THE PROBLEM: All entries are to be repeated exactly as shown below.

----------

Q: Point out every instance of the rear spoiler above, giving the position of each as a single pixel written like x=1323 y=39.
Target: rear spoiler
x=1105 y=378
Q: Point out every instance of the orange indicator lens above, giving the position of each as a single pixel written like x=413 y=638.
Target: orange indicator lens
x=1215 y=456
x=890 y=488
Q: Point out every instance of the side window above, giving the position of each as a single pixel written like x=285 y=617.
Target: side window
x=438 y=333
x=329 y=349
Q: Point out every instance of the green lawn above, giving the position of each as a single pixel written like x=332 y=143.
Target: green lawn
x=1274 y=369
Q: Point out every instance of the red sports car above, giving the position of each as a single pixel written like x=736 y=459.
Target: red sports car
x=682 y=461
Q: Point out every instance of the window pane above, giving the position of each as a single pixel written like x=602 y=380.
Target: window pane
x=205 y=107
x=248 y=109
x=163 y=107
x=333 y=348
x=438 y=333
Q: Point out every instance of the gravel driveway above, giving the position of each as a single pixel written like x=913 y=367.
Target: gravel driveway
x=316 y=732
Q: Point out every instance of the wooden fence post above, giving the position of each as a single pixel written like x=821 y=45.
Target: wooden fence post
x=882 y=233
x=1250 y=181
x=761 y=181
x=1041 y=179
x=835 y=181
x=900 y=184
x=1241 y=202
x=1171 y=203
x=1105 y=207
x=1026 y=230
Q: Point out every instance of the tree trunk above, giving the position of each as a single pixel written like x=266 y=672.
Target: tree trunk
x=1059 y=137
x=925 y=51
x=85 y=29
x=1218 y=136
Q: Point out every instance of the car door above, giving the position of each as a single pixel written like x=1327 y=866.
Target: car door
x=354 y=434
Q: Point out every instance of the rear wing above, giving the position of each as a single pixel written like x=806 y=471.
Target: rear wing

----------

RESULT FOR THIS TASK:
Q: Point out every instance of the rear spoiler above, giving the position of each as a single pixel written like x=1323 y=39.
Target: rear spoiler
x=1105 y=378
Q: Point out every instance of the orange indicator lens above, giving the position of each as a single pixel written like x=413 y=638.
Target: orange indicator lens
x=1215 y=456
x=890 y=488
Q: Point out every instance of the side window above, giving the position of each as a single pixel written like x=285 y=617.
Target: side window
x=438 y=333
x=329 y=349
Q: Point out every instance of the green lawn above, giving the position of each as a single pixel written like x=332 y=143.
Target: green lawn
x=1274 y=369
Q: Point out every instance of the red sports car above, giving the position of each as a single pixel written like x=736 y=459.
Target: red sports car
x=682 y=461
Q: Point out every instance of the window pane above, giving the position of each as a single pixel written like x=602 y=380.
Target: window pane
x=205 y=107
x=248 y=109
x=163 y=107
x=333 y=348
x=438 y=333
Q: Point out every instance of the gravel driveway above, giving the position of each as a single pixel written like x=913 y=367.
Target: gravel driveway
x=316 y=732
Q: Point out every instance of the wooden fence post above, giving the position of each as a single pixel written like x=821 y=45.
Target: wooden fence post
x=882 y=233
x=1250 y=181
x=761 y=181
x=1041 y=179
x=835 y=181
x=900 y=184
x=1241 y=202
x=1171 y=203
x=1105 y=207
x=1026 y=230
Q: Point out every instance of the tree trunk above, giving the position of each as a single pixel written like x=266 y=672.
Target: tree trunk
x=1059 y=137
x=925 y=51
x=85 y=29
x=1218 y=136
Q: Point out every instance of the car door above, giving the position of each as a single pixel written like x=1327 y=866.
Target: car door
x=354 y=434
Q: Point out every instance of the rear wing above, giving the position of each as a single pixel written like x=806 y=471.
Target: rear wing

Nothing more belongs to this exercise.